__Exercise__:
Among the records that follow, how many lines contain the word "open"? Give the number and no other words.

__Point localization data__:
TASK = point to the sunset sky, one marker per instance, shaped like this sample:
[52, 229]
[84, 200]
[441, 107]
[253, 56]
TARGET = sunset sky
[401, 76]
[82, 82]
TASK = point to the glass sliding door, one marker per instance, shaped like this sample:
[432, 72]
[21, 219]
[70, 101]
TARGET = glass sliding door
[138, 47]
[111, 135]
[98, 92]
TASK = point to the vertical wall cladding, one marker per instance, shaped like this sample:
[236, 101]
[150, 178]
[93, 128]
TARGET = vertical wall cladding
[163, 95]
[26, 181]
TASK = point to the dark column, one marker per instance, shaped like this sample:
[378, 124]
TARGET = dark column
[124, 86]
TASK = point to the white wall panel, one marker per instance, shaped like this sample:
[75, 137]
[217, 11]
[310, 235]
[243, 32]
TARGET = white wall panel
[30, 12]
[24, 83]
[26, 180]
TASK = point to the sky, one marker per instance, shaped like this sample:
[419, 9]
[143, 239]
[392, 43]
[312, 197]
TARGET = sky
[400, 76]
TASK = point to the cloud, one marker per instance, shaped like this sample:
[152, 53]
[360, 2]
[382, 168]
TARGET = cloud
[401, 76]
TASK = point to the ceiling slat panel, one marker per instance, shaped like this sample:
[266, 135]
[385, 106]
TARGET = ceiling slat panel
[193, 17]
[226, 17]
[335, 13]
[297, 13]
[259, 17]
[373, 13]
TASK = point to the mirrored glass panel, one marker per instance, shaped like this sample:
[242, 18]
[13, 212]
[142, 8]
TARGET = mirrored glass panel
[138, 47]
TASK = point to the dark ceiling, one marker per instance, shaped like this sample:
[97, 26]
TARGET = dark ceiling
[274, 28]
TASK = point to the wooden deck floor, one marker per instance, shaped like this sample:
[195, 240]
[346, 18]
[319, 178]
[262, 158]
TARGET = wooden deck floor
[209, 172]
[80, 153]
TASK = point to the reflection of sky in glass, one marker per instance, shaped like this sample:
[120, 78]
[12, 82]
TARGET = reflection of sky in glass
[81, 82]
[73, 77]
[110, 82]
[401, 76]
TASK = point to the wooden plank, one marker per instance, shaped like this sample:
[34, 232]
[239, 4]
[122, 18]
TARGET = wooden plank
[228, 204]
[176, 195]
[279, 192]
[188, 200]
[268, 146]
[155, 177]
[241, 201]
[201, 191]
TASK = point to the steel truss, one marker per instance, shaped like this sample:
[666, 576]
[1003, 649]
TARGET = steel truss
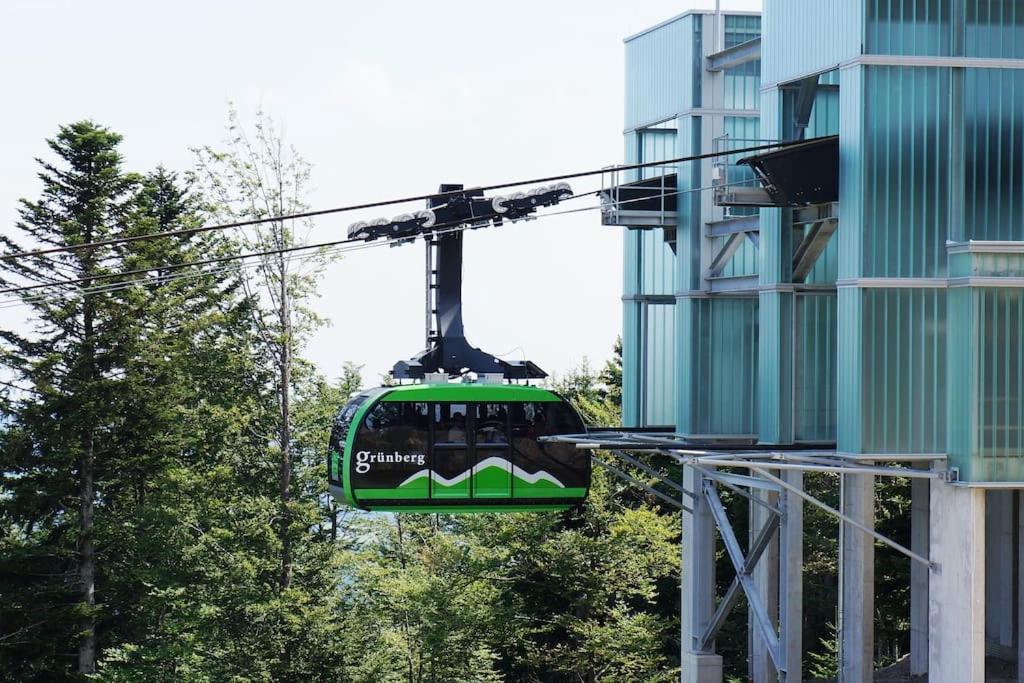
[771, 478]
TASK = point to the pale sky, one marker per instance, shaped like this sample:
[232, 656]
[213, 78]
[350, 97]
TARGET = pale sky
[385, 99]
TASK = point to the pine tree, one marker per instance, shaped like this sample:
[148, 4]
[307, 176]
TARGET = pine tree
[56, 456]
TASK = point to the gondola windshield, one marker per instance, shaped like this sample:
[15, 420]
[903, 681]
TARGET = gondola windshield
[457, 447]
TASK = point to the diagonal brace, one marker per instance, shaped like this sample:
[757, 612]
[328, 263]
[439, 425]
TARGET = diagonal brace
[636, 482]
[732, 595]
[754, 600]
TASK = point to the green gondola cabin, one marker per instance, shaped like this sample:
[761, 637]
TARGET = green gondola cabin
[457, 447]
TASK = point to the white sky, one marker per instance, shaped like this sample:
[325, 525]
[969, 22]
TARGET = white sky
[385, 99]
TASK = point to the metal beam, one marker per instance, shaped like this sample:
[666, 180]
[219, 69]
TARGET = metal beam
[735, 285]
[814, 213]
[636, 482]
[711, 474]
[728, 250]
[726, 226]
[805, 102]
[734, 56]
[732, 594]
[814, 242]
[662, 478]
[852, 522]
[754, 601]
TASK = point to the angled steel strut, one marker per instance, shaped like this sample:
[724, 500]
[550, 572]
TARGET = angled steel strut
[441, 226]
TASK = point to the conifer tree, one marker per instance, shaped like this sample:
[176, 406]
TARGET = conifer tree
[55, 461]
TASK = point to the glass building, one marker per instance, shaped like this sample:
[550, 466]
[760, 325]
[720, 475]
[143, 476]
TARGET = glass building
[901, 336]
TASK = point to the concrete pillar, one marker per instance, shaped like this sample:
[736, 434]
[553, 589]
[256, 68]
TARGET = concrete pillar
[956, 590]
[919, 577]
[1000, 612]
[760, 667]
[791, 601]
[697, 573]
[857, 581]
[1020, 586]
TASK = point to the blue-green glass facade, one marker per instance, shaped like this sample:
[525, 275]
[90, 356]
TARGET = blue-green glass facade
[905, 337]
[684, 352]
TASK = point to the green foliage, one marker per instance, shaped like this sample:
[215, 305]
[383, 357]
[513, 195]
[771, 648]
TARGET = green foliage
[167, 394]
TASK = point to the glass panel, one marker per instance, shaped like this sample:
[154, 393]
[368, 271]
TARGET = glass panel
[906, 178]
[492, 424]
[993, 154]
[390, 451]
[546, 470]
[339, 433]
[450, 423]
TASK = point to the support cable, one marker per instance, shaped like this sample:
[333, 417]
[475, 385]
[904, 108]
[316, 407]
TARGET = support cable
[404, 200]
[358, 244]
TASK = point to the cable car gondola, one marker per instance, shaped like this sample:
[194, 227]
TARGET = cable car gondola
[457, 447]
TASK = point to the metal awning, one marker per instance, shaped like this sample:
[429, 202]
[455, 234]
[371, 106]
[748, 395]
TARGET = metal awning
[801, 174]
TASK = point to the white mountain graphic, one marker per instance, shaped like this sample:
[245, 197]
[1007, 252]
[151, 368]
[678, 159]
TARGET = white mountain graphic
[500, 463]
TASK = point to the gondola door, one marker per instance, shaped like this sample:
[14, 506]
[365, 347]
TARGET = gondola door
[451, 469]
[492, 460]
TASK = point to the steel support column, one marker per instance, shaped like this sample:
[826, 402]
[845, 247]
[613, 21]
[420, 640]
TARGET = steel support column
[919, 577]
[857, 581]
[760, 667]
[999, 532]
[698, 664]
[956, 588]
[791, 579]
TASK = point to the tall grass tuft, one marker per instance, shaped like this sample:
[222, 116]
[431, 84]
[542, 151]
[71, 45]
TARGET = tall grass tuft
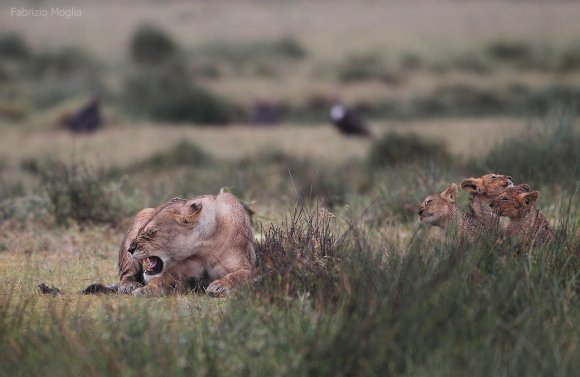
[82, 194]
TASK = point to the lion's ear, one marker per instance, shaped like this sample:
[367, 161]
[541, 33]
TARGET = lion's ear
[472, 185]
[450, 193]
[523, 187]
[192, 217]
[530, 198]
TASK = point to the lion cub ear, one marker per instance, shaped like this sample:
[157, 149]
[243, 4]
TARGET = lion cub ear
[450, 193]
[192, 217]
[530, 198]
[472, 185]
[523, 187]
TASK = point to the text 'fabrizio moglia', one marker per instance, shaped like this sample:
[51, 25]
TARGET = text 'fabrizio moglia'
[46, 12]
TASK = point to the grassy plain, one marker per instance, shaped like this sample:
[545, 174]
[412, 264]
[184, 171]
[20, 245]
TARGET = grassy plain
[348, 282]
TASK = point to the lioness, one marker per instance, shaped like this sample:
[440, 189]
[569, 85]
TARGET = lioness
[186, 241]
[441, 210]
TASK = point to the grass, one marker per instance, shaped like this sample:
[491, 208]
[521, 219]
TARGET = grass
[348, 283]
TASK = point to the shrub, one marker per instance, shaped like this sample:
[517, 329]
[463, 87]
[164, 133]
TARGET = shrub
[398, 148]
[183, 153]
[242, 53]
[166, 93]
[64, 62]
[570, 59]
[81, 194]
[366, 67]
[151, 45]
[510, 51]
[289, 47]
[545, 153]
[299, 256]
[12, 45]
[472, 64]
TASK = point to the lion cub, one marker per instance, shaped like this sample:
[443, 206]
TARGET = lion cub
[483, 190]
[527, 223]
[441, 210]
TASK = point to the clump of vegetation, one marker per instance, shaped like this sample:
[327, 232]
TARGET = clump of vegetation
[366, 67]
[299, 256]
[510, 51]
[544, 153]
[248, 52]
[78, 193]
[404, 148]
[166, 93]
[13, 46]
[570, 59]
[151, 45]
[62, 63]
[183, 153]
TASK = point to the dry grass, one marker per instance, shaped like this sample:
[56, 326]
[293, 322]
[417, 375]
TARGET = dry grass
[122, 145]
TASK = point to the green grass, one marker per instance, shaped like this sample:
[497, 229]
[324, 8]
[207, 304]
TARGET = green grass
[332, 301]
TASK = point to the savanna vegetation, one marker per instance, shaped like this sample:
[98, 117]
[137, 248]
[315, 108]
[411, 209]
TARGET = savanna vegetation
[348, 282]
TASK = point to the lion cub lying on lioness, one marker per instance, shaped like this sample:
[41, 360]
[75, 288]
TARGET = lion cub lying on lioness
[180, 243]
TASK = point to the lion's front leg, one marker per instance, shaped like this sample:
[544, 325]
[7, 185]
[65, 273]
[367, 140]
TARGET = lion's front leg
[155, 287]
[223, 286]
[128, 286]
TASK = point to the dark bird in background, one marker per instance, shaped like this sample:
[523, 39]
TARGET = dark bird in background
[348, 122]
[45, 290]
[87, 118]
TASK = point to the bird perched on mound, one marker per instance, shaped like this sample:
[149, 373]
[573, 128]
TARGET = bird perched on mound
[87, 118]
[348, 122]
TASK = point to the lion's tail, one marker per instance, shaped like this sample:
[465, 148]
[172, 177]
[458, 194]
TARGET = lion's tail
[95, 289]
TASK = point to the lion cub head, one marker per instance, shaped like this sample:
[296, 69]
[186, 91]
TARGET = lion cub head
[488, 185]
[515, 202]
[169, 237]
[438, 209]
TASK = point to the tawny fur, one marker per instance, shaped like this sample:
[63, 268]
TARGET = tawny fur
[206, 237]
[441, 210]
[483, 190]
[527, 224]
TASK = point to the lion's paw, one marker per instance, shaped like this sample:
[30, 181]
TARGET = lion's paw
[143, 291]
[217, 289]
[128, 287]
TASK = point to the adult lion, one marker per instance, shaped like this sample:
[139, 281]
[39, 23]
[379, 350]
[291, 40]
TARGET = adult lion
[170, 248]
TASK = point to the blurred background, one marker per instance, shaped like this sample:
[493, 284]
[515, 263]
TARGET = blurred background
[132, 103]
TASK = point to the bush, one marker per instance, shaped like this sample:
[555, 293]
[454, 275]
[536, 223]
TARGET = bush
[366, 67]
[12, 45]
[545, 153]
[289, 47]
[510, 51]
[77, 193]
[299, 257]
[242, 53]
[64, 62]
[398, 148]
[166, 93]
[570, 59]
[151, 45]
[183, 153]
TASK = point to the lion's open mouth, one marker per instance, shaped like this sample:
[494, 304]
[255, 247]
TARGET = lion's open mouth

__Task output__:
2